Record Labels Waged War On Human Psychology…And Lost
he major record labels and the RIAA could have averted a PR nightmare and saved themselves millions of dollars by hiring a few behavioral economists instead of lawyers to advise them. The basis of all human economic transactions are psychological. Our animal spirits animate markets. The lawsuits the RIAA waged against consumers several years ago were designed to prevent people from downloading free, illegal music. They largely had the opposite effect. The obvious stupidity of the strategy is that you’re beating people over the head, then saying “Now, buy my product!”
The more profound aspect of that is that the RIAA could spend every last penny they’re worth and they still wouldn’t stop the inevitable death of the CD . Not because people don’t want to pay $17 for a CD, but because $17 doesn’t make sense anymore in the context of how human beings make rational choices. The whole file sharing phenomenon (and legal music downloading) is largely driven by a powerful psychological aversion to being cheated.
It turns out that free is so powerful not because it’s free, but because it allows us to minimize the risk of being cheated. Duke University behavioral economist Dan Ariely conducted an interesting experiment to understand “free”, which he writes about in his book Predictably Irrational. First, he and his colleagues sold random college students two kinds of chocolates. One was Lindt Truffles from Switzerland. The second was Hersheys Kisses. The truffles were 15 cents and the Kisses were 1 cent. The students reasoned that the difference in price between the two chocolates was due to quality. 73% chose the truffles and 27% chose the Kisses.
Then Ariely did something interesting. He introduced free into the experiment. He lowered the price of each chocolate by 1 cent, so the truffles were now 14 cents and the Kisses were free. All of a sudden, preference for the Kisses skyrocketed.
Ariely concluded that free is so enticing because it eliminates the risk of buyer’s remorse, or what I like to call the “Oh, crap!” factor. Nobody wants to buy something and then discover that it’s not what they expected. Even if the price of that thing is just a few cents, the psychological aversion still exists. When something is free, that risk is eliminated entirely. It may still not be what you expected, but at least you didn’t lose anything by paying for it.

__Task objective__: In the passage on record labels, what share of the students chose the truffles when the truffles cost 15 cents and the Kisses cost 1 cent?

Text-to-region grounding data:
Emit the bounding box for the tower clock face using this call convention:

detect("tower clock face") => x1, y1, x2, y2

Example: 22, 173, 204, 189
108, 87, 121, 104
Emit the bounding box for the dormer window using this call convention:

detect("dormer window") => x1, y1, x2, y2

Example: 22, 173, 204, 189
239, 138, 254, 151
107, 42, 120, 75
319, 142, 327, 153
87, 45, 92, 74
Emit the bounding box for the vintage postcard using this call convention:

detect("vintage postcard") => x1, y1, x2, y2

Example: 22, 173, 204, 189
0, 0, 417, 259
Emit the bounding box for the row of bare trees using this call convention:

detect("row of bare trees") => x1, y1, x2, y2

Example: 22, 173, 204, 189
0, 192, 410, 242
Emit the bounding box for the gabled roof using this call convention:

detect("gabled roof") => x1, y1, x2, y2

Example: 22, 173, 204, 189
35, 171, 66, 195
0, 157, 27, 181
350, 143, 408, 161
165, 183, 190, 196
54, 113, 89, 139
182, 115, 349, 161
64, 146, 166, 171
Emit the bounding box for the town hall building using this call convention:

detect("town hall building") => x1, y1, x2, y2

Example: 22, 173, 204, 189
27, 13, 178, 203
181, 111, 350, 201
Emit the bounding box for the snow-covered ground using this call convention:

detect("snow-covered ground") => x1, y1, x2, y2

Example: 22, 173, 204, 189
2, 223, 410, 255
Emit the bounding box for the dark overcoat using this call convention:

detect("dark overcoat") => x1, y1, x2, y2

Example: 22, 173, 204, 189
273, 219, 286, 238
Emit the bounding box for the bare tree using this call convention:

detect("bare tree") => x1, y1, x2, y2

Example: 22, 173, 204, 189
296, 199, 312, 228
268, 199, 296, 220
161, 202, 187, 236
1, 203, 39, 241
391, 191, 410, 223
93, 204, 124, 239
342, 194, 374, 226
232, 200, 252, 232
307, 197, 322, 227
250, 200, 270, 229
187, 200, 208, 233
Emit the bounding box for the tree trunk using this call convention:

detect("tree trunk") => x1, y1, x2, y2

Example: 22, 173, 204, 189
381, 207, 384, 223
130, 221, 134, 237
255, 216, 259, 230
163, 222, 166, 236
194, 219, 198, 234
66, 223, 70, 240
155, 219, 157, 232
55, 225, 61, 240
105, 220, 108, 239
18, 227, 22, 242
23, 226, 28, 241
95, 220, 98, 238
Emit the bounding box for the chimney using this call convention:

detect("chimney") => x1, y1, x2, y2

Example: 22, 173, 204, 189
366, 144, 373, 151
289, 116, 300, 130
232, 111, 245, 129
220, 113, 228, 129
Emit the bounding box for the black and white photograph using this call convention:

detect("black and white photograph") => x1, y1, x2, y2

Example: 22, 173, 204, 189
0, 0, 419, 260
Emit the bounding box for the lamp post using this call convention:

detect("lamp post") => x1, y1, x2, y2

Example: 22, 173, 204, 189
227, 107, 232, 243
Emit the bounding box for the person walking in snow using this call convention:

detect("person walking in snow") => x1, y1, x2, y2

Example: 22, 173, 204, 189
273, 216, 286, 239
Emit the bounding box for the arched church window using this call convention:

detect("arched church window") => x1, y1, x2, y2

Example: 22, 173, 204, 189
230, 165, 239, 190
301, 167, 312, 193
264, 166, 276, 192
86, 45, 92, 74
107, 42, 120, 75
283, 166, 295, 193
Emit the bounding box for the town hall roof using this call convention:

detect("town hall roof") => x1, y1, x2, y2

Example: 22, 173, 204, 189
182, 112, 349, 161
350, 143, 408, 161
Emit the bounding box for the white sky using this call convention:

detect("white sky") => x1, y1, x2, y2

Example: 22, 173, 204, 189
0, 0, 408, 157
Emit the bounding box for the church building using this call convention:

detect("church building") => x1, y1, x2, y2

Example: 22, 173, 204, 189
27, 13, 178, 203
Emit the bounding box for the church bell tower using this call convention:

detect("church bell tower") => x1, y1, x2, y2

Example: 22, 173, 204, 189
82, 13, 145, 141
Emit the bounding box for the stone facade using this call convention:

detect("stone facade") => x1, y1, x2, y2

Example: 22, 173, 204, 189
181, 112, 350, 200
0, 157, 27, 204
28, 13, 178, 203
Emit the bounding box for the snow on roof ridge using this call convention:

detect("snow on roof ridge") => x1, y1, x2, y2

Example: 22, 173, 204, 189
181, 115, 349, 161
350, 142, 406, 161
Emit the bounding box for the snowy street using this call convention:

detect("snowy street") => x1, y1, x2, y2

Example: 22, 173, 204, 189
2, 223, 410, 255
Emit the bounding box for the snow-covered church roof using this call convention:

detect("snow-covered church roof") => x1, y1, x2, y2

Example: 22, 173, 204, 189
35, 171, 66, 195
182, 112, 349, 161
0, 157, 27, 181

__Your solution__: 73%